--- START OF DATA FOR THIS EXERCISE ---

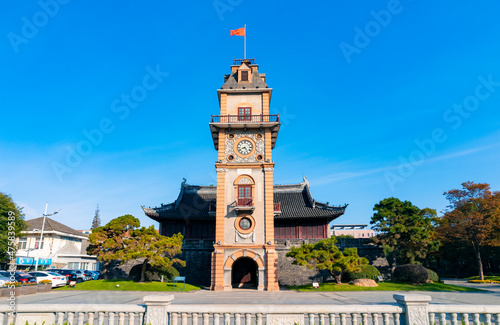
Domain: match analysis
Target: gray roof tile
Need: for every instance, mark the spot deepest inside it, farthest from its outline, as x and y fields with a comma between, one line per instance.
x=196, y=203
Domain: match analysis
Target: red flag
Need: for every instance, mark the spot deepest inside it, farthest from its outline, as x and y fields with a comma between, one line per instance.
x=238, y=32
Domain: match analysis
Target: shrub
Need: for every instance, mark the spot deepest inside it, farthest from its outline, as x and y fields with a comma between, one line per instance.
x=433, y=276
x=410, y=273
x=153, y=273
x=366, y=272
x=483, y=281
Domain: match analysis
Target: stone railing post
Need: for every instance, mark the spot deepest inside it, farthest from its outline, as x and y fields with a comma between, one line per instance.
x=415, y=309
x=156, y=309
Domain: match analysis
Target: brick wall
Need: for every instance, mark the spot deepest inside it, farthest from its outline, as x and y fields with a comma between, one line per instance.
x=197, y=254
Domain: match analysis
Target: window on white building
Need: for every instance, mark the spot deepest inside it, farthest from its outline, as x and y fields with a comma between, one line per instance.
x=22, y=243
x=73, y=265
x=37, y=244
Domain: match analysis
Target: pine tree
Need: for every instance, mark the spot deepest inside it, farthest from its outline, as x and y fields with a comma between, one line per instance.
x=96, y=222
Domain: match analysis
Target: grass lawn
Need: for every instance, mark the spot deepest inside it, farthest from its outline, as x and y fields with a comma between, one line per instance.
x=128, y=286
x=486, y=277
x=385, y=286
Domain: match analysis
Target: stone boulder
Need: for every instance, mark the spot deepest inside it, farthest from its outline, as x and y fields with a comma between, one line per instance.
x=365, y=283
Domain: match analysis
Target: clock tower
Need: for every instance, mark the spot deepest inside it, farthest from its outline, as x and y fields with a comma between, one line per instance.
x=244, y=135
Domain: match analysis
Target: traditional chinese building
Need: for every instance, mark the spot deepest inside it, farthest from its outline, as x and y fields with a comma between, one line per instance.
x=245, y=215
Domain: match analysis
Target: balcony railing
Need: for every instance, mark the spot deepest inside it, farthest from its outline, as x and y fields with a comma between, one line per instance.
x=240, y=61
x=244, y=202
x=244, y=118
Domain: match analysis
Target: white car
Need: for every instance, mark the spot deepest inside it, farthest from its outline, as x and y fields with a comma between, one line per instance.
x=58, y=280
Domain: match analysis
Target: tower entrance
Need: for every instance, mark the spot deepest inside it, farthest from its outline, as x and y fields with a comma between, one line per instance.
x=244, y=273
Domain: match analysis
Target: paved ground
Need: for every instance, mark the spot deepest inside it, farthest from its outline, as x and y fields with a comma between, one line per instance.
x=491, y=297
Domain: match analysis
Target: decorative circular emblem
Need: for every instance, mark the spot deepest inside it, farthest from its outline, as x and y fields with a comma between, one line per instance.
x=244, y=223
x=244, y=147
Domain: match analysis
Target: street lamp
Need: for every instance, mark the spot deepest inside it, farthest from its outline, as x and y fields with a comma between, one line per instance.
x=40, y=244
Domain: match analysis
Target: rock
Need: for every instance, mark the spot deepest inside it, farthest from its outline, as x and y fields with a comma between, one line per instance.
x=365, y=283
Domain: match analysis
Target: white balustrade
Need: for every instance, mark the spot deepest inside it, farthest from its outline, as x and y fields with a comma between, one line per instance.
x=159, y=310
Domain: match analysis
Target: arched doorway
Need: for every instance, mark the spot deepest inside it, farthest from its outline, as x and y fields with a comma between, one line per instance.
x=244, y=273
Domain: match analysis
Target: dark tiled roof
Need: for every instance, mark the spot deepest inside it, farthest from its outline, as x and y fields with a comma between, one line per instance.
x=298, y=203
x=198, y=203
x=51, y=225
x=232, y=81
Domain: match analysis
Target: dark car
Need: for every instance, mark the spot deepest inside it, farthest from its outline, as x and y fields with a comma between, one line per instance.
x=69, y=274
x=89, y=275
x=25, y=278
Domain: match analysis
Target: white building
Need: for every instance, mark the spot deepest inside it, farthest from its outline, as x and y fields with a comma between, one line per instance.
x=357, y=231
x=61, y=247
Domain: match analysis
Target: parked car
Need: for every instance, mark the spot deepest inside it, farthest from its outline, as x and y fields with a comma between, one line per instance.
x=69, y=274
x=89, y=275
x=25, y=278
x=80, y=274
x=96, y=274
x=58, y=280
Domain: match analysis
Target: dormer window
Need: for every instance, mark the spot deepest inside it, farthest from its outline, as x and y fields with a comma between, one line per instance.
x=244, y=75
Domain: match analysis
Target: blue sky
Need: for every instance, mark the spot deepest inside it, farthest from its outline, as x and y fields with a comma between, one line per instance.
x=376, y=99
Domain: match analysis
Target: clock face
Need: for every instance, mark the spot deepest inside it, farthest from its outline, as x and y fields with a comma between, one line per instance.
x=244, y=147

--- END OF DATA FOR THIS EXERCISE ---

**WHAT YOU WILL DO:**
Copy every line of the listing above word for word, leaving out the picture.

**SOLUTION TO THIS EXERCISE:**
Domain: match analysis
Target: gray roof tile
Need: for every instance, mark the spot deepest inside it, farthest from its outline, as x and y fields with a comma between, one line per instance.
x=196, y=203
Domain: match analysis
Target: red flag
Need: for every instance, mark the spot deepest inside it, farthest from its outline, as x and y fields with a comma between, one line per instance.
x=238, y=32
Domain: match analysis
Target: shrub
Need: for every instance, mark the spot deepest inside it, farthest from its outline, as x and y fields with a comma between, one line per instance.
x=433, y=276
x=410, y=273
x=153, y=273
x=366, y=272
x=483, y=281
Domain: match analysis
Target: stone railing post
Need: for every instance, mark the spot deepest inside it, farthest from its outline, as x and y fields with a comma between, one line per instance.
x=415, y=309
x=156, y=309
Domain: match analysis
Target: brick wall
Need: for every instance, mark the spot deepest inside it, farthest from its outline, as x and y fields with a comma between, one line per instance.
x=197, y=254
Domain: match analysis
Target: window on white building
Need: for every instance, mark the spot deepest inside it, farthest from its outline, as x and y fields with a comma between, one line per instance.
x=22, y=243
x=73, y=265
x=37, y=244
Domain: match analysis
Target: pine tree
Need: for every instance, mark the spot deepest inside it, farthest from its outline, as x and y fields with a comma between, one line per instance.
x=96, y=222
Domain: match analysis
Target: grass lawn
Need: for every instance, mark the spot deepest inside it, farthest from its outline, as x and y fields with a comma between, one line per instance.
x=128, y=286
x=486, y=277
x=385, y=286
Domain: match analysis
Target: stone boulder
Need: for every instance, mark the spot deepest inside it, farthest from its outline, as x and y fields with a comma between, one line per instance.
x=365, y=283
Domain: match analysis
Target: clock tower
Need: for every instance, mark the spot deepest inside it, farthest from its outline, as x and y fields with a comma between, one line per instance.
x=244, y=135
Domain: match analysis
Target: traditional chinese building
Need: for every instance, mark the spot deepest inside it, farthest from its outline, as x and y fields with a comma between, one line per instance.
x=245, y=215
Domain: match analysis
Target: balcony railing
Need: for every instance, mark the spot deepest inside it, farthest from its outline, as x and y fields with a comma between, one line per instance.
x=240, y=61
x=244, y=202
x=244, y=118
Domain: match analysis
Target: white car
Need: for every instance, mark the spot deepest inside it, farthest from its outline, as x and y fields with a comma between, one line per instance.
x=58, y=280
Domain: match analysis
Target: tower entrance
Need: for every instance, mark the spot deepest inside it, farthest from its outline, as x and y fields with a comma between, one line per instance.
x=244, y=273
Domain: match analysis
Target: paved ground
Need: for every instance, mark the spot deepest inside it, farthest from its outline, as x and y fields with a comma between, one line per instance.
x=491, y=297
Domain: match analysis
Target: decorative circular emblem
Need: for every instance, mark the spot deepest inside it, farthest from its outline, as x and y fields with a comma between, one line per instance.
x=244, y=223
x=244, y=147
Domain: match analysis
Target: street lamp
Need: for every instance, mark the spot deepest inside it, farthest from its outline, as x and y fields with a comma between, one line per instance.
x=40, y=244
Domain: match analysis
Target: rock
Need: for every instance, mark the spot deepest inside it, farthest from its outline, as x and y fields with a comma between, one line per instance.
x=365, y=283
Domain: match analysis
Target: white balustrade
Need: for every instance, mark the spot deepest inside it, farthest from its outline, as x and y fields with a comma between, one line per instance.
x=159, y=310
Domain: match analysis
Target: arched doorway
Need: for every instance, mark the spot deepest inside it, farthest from its outline, as x and y fields with a comma between, one line per instance.
x=244, y=273
Domain: match analysis
Target: dark tiled roof
Need: for every instance, mark the spot deepest inside it, farthest from its outline, as x and y fields with a comma between, one line per instance.
x=298, y=203
x=198, y=203
x=51, y=225
x=232, y=81
Domain: match analysis
Target: dark car
Need: for every instance, mark the spot deepest inside it, farthest from its outline, as x and y fields with a comma between, one line per instance.
x=69, y=274
x=89, y=275
x=25, y=278
Domain: match analysis
Target: white building
Need: for every instance, mark the spot deepest inside it, farthest from its outline, as x and y fields with a comma between, one line per instance.
x=357, y=231
x=61, y=247
Domain: match analysis
Target: parked car
Need: for every instance, mark the spot deepest inside it, farthest from its outline, as x and y fields with a comma between, one line per instance.
x=69, y=274
x=89, y=275
x=25, y=278
x=80, y=274
x=96, y=274
x=58, y=280
Domain: match analysis
Target: dormer window
Need: for every instance, mark the spot deepest inside it, farthest from its outline, as x and y fields with a comma between, one line per instance.
x=244, y=75
Domain: match analysis
Target: blue sky
Need: for every instance, mark the spot deepest inside it, farthest from its outline, as x and y fields with a comma between, one line per instance.
x=376, y=99
Domain: match analysis
Target: clock face
Need: for every instance, mark the spot deepest inside it, farthest from its outline, as x and y fields with a comma between, one line per instance.
x=244, y=147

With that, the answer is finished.